- **WHAT IS BEING ASKED**
Reproduce, without any changes, everything from the line containing "Localize the white" down to the line containing "left=568, top=321, right=700, bottom=394", with both of those lines included and nothing else.

————

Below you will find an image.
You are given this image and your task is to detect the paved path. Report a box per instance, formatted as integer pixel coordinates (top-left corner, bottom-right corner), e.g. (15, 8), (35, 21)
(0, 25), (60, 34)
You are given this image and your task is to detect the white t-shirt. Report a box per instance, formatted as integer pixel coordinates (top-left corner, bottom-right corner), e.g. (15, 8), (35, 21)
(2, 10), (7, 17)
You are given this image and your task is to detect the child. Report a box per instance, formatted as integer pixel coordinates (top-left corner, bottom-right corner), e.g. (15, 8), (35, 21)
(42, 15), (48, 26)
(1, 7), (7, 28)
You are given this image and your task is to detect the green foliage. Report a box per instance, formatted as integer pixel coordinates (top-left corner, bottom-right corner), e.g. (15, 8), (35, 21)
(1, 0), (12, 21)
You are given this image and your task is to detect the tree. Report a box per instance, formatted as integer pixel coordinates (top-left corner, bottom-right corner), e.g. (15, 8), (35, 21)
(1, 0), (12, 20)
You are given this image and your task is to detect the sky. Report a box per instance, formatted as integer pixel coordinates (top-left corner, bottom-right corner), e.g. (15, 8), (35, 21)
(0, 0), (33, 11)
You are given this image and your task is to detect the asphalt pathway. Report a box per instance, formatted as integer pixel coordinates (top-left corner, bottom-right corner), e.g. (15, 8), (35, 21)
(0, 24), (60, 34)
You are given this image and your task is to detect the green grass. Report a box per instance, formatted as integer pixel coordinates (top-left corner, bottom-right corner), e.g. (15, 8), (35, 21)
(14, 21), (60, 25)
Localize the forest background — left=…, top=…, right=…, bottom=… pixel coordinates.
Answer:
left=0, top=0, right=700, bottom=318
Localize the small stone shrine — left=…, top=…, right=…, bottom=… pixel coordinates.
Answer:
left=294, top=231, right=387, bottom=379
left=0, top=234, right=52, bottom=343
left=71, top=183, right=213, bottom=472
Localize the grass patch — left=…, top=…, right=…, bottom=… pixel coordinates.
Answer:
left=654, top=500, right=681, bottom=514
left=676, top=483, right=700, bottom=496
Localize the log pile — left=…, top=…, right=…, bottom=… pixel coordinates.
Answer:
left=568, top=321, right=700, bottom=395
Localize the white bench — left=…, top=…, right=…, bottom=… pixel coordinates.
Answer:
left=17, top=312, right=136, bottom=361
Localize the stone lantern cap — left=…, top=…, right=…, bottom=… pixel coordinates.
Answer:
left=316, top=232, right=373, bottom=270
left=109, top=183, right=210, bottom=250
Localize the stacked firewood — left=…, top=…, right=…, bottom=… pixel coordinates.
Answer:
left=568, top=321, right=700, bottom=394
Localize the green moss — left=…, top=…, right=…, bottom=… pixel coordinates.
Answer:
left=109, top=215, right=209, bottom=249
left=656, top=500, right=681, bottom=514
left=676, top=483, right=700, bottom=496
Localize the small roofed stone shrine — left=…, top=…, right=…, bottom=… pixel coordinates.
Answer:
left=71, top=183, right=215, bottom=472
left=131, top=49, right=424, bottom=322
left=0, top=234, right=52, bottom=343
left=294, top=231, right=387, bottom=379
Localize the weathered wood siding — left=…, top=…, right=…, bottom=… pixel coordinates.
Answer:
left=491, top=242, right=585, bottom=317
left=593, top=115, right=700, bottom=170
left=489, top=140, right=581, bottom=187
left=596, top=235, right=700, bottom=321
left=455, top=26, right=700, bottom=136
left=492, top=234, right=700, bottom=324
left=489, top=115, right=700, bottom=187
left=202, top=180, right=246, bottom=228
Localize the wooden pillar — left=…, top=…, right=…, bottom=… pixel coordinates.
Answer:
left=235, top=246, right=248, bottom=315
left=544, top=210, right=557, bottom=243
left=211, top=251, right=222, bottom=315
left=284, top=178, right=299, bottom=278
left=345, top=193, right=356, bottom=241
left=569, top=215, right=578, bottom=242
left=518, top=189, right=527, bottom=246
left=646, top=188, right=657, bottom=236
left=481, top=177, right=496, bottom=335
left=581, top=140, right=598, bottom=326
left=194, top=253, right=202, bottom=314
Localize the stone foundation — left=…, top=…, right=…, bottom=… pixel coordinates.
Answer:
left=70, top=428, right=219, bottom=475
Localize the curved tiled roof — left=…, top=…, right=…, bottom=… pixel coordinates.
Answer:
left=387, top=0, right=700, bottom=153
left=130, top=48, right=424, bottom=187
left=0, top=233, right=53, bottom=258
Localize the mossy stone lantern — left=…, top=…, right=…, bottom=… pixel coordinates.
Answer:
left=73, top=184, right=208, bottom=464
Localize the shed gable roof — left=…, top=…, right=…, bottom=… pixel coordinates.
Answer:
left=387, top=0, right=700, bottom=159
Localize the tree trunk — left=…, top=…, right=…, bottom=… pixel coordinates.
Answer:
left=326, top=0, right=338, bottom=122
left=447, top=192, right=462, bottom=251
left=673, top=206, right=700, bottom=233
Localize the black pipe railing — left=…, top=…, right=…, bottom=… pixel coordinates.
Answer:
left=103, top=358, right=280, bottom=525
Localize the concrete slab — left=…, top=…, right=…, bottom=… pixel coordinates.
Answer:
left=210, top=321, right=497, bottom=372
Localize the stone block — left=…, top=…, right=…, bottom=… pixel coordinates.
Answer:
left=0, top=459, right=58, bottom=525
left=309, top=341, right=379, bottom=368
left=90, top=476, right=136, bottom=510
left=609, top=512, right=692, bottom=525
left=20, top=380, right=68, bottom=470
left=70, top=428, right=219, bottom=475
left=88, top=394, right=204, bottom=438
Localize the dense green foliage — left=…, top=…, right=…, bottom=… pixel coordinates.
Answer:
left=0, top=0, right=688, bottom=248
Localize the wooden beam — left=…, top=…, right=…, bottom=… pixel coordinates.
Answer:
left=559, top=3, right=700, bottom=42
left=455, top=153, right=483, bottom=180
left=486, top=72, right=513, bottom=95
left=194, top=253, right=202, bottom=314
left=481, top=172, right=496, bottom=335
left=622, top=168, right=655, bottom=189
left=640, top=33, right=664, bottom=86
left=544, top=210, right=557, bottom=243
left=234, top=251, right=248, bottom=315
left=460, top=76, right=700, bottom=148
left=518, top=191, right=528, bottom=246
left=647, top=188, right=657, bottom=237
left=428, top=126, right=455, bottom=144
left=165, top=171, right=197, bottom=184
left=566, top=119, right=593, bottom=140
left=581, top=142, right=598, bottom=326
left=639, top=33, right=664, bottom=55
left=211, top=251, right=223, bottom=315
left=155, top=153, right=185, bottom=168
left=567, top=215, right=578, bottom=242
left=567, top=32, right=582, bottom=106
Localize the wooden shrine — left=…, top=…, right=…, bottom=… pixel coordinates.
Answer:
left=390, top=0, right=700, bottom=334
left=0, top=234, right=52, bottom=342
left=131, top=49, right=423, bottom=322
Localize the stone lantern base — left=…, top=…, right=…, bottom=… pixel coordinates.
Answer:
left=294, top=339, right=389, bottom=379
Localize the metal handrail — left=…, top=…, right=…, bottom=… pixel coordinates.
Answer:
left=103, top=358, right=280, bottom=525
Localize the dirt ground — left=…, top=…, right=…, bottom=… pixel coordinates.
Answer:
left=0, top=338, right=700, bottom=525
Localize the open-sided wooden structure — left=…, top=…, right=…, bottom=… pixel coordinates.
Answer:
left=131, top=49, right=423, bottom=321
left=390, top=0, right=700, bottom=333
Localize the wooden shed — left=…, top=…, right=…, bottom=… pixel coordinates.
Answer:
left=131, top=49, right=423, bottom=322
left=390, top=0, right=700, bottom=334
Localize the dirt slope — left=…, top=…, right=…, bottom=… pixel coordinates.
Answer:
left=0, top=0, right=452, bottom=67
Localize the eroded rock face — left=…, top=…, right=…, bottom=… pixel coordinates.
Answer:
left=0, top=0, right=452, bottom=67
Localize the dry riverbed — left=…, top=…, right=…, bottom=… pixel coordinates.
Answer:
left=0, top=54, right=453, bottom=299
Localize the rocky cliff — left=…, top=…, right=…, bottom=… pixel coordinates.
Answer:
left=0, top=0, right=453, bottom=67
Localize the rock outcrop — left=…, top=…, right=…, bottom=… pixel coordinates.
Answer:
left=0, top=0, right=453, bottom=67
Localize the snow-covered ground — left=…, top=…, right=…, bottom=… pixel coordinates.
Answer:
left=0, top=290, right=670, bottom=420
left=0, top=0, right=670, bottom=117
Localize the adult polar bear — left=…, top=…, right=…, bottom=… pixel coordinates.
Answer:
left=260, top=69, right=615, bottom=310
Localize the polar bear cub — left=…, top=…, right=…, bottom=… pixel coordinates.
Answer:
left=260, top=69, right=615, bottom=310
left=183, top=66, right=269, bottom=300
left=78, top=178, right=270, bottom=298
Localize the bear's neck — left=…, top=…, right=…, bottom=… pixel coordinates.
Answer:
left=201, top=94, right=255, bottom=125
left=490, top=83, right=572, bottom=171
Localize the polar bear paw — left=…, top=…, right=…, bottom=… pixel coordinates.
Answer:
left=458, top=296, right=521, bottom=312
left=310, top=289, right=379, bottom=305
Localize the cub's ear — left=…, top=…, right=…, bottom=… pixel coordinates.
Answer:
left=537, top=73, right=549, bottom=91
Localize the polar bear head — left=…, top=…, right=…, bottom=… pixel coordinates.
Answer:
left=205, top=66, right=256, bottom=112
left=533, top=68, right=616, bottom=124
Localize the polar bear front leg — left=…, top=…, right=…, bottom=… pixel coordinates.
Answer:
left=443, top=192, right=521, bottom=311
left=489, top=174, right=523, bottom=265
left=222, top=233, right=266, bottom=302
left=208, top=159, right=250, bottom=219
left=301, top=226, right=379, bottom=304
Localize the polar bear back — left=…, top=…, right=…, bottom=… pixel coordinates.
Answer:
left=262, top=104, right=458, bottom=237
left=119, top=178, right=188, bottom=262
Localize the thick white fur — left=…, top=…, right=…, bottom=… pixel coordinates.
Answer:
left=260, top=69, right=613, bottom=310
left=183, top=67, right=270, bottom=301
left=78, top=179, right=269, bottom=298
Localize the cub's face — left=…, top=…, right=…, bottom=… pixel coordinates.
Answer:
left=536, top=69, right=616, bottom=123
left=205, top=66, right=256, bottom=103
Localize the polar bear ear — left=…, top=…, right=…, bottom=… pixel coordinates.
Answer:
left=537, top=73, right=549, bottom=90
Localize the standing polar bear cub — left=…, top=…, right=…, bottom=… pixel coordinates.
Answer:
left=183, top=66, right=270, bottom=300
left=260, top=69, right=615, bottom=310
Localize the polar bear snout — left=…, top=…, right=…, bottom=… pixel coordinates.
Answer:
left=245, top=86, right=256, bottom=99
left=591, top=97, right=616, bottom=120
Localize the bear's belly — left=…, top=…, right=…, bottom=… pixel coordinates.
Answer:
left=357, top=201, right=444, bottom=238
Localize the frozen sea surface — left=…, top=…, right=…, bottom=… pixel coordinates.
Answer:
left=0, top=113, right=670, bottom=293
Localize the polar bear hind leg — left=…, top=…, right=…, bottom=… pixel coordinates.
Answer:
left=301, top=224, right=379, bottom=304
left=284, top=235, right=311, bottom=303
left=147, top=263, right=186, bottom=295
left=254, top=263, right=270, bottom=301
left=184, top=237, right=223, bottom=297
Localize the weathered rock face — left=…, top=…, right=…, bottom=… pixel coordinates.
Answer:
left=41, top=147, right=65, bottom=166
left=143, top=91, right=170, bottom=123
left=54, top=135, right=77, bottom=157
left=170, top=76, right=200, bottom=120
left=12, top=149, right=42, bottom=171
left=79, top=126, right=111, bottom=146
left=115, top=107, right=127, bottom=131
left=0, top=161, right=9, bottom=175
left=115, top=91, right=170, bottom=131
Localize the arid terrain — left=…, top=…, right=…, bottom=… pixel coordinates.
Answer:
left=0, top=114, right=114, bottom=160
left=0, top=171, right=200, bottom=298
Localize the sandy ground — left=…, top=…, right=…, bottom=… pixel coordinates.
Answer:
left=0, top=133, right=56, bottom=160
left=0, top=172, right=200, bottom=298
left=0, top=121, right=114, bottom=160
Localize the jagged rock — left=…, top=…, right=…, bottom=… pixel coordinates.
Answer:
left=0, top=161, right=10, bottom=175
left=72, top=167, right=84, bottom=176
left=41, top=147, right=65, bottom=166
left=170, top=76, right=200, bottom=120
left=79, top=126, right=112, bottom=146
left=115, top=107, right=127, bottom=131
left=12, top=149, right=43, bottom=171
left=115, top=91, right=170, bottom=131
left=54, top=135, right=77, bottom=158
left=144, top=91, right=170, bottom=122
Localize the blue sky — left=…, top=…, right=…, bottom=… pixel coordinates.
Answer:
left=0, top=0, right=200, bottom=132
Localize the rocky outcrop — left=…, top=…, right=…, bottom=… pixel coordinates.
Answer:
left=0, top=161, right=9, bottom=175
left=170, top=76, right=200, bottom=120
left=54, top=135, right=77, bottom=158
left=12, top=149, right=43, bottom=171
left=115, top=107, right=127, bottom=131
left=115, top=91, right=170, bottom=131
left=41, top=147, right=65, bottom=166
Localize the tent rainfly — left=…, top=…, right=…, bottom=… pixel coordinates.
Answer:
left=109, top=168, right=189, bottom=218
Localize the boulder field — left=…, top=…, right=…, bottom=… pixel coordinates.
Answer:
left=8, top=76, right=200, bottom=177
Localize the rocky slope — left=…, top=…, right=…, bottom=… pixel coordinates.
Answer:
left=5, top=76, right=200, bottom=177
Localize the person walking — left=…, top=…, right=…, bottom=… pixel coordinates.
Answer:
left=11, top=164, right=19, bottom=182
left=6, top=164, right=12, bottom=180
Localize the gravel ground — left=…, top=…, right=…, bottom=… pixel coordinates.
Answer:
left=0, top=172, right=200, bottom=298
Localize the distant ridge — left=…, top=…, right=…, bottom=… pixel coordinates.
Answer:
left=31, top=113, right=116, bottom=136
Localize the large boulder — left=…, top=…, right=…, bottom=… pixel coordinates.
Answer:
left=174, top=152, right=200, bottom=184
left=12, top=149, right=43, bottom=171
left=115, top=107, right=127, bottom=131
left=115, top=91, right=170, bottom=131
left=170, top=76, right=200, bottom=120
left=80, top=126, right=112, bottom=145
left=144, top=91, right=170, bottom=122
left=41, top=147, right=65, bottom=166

————

- **EXERCISE ANSWER**
Localize the white bench — left=…, top=…, right=…, bottom=… pixel coordinates.
Answer:
left=17, top=312, right=136, bottom=361
Localize the stone lantern cap — left=…, top=…, right=…, bottom=… pixel coordinates.
Answer:
left=316, top=232, right=373, bottom=270
left=109, top=183, right=210, bottom=250
Localize the stacked firewood — left=…, top=…, right=…, bottom=… pixel coordinates.
Answer:
left=568, top=321, right=700, bottom=394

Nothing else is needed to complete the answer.